TO DO:
Using the records below, quote only the span that opens with the line containing "Return one point per instance of the woman's hand, each" and closes with the line containing "Return one point per instance of the cloud, each", exactly and inclusively.

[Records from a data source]

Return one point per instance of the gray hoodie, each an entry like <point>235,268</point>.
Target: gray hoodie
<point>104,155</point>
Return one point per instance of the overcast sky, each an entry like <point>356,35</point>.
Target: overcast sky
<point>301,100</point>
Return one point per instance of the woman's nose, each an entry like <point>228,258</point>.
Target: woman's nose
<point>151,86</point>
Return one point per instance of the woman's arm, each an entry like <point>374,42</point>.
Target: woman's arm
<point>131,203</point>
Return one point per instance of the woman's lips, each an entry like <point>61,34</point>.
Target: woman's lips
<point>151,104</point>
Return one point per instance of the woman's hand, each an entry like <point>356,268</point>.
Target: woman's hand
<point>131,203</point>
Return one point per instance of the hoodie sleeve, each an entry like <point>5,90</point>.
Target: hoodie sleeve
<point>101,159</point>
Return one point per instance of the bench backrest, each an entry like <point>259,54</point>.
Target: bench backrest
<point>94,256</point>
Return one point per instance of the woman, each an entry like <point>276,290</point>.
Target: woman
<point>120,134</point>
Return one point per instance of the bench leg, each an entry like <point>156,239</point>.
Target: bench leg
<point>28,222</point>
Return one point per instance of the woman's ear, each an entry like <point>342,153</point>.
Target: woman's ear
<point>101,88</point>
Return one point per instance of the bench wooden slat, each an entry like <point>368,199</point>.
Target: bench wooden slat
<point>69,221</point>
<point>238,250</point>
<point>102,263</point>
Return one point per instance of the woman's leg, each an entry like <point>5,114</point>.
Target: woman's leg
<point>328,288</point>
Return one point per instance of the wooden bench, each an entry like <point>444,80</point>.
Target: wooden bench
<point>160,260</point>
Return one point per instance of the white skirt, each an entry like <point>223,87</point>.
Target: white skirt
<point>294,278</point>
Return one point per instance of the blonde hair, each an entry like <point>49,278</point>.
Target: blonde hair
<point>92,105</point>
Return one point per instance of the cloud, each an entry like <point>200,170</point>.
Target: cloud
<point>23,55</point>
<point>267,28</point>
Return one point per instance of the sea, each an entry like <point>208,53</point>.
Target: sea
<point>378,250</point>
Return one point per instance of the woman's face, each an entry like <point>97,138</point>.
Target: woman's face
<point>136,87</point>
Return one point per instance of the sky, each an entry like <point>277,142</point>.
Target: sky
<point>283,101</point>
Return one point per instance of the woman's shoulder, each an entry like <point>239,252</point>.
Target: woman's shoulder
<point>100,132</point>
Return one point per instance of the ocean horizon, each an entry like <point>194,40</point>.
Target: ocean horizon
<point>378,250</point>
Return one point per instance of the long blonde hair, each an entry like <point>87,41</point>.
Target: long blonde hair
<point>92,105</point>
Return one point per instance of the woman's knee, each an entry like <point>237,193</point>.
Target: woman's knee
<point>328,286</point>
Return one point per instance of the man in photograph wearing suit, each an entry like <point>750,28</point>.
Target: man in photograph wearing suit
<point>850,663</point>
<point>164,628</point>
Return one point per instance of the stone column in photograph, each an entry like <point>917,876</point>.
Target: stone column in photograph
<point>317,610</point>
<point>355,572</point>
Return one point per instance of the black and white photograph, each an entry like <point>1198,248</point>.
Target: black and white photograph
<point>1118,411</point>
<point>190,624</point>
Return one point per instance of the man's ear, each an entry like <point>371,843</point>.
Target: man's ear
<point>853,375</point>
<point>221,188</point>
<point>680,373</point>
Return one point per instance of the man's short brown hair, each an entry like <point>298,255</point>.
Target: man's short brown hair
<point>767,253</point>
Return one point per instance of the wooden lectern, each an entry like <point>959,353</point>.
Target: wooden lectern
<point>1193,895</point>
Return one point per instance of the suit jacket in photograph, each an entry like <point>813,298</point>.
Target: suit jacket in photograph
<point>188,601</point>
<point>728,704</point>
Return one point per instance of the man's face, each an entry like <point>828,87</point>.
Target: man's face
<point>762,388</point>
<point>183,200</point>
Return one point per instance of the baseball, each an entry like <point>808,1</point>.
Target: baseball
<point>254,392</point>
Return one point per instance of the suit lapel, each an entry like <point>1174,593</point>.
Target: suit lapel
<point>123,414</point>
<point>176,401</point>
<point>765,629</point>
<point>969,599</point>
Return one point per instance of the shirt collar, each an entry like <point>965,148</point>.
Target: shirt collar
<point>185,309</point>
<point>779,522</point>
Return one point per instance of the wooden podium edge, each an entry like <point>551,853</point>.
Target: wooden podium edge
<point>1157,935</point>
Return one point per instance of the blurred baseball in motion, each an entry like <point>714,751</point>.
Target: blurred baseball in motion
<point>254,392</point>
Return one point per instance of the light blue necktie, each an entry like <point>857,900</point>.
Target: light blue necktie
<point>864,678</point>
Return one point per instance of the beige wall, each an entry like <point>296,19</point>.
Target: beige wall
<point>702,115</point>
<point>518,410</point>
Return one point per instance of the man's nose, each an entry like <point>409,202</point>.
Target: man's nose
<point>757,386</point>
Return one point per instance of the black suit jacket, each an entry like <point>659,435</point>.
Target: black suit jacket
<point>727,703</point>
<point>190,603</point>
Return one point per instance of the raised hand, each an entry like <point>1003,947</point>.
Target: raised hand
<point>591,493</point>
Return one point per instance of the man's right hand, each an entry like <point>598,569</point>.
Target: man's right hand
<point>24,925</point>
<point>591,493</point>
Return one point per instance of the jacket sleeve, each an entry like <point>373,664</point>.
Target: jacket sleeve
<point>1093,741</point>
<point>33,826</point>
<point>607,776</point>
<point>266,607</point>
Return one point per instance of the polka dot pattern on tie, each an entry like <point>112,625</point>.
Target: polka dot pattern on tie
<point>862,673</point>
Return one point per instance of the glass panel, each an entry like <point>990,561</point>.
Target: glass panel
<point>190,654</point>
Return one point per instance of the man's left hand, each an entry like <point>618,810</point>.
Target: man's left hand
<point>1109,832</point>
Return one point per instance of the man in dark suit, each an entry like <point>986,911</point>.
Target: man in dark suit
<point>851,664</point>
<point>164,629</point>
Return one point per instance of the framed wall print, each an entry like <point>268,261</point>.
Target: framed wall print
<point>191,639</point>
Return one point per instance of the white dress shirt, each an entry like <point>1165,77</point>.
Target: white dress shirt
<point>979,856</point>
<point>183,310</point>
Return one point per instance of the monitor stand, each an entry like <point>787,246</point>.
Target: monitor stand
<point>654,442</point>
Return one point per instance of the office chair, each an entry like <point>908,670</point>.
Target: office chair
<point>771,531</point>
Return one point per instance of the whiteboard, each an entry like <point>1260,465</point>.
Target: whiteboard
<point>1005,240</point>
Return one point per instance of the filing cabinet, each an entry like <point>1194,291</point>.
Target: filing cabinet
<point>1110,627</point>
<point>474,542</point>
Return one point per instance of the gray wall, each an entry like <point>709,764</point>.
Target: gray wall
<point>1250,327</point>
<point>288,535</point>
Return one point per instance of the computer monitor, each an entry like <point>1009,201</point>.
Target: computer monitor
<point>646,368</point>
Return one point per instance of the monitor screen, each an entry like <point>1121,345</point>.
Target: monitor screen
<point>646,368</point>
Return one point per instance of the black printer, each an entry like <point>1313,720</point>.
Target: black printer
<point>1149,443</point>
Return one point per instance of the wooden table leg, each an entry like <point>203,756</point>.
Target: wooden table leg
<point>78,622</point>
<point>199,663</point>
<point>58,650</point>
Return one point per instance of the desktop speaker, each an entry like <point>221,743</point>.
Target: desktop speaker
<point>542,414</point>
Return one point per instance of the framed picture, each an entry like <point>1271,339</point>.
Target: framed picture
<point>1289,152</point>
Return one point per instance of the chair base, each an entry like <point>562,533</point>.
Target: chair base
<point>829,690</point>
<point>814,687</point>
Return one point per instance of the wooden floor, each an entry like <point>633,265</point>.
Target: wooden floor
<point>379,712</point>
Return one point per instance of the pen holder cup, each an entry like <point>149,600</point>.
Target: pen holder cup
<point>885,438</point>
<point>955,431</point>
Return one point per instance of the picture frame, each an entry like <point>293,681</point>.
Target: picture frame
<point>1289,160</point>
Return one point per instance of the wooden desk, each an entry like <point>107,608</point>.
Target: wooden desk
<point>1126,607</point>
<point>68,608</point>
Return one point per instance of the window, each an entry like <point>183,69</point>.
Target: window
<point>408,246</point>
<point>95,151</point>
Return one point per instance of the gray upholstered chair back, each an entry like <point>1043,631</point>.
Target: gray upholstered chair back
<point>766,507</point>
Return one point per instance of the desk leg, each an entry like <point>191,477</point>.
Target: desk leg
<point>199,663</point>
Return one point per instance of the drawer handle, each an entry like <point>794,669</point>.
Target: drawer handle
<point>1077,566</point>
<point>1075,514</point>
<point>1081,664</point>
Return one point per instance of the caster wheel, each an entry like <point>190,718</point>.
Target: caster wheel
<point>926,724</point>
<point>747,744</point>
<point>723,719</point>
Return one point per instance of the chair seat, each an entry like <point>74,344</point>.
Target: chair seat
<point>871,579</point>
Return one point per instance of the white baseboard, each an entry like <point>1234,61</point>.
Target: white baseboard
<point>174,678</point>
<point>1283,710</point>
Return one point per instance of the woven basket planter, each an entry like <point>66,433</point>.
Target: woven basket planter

REPLY:
Return one point per instance of the woman's hand, each an entry like <point>356,268</point>.
Target: woman's hand
<point>131,203</point>
Return one point per instance of the hoodie sleeve, each an entry like <point>5,90</point>.
Target: hoodie sleeve
<point>101,159</point>
Return one point per instance of the bench backrest, each an entry like <point>259,54</point>.
Target: bench backrest
<point>94,256</point>
Return one point per instance of the woman, each an entry like <point>276,290</point>.
Target: woman
<point>120,134</point>
Return one point per instance of the bench leg, each an entry like <point>156,239</point>.
Target: bench leg
<point>28,222</point>
Return one point per instance of the woman's ear, each an entry like <point>342,153</point>.
Target: woman's ear
<point>101,88</point>
Return one point per instance of the bench wooden slat, each an entry like <point>368,199</point>.
Target: bench wooden slat
<point>69,221</point>
<point>238,250</point>
<point>102,263</point>
Return one point per instance of the woman's leg, each an entry like <point>5,114</point>.
Target: woman's leg
<point>328,288</point>
Return one point per instance of the wooden bench, each an entry like <point>444,80</point>.
Target: wooden bench
<point>160,260</point>
Return one point per instance of the white skirt, each an entry like <point>223,87</point>.
Target: white skirt
<point>294,278</point>
Return one point per instance of the blonde hair, each an entry like <point>49,278</point>.
Target: blonde hair
<point>92,105</point>
Return one point per instance of the cloud, each an entry like <point>200,170</point>.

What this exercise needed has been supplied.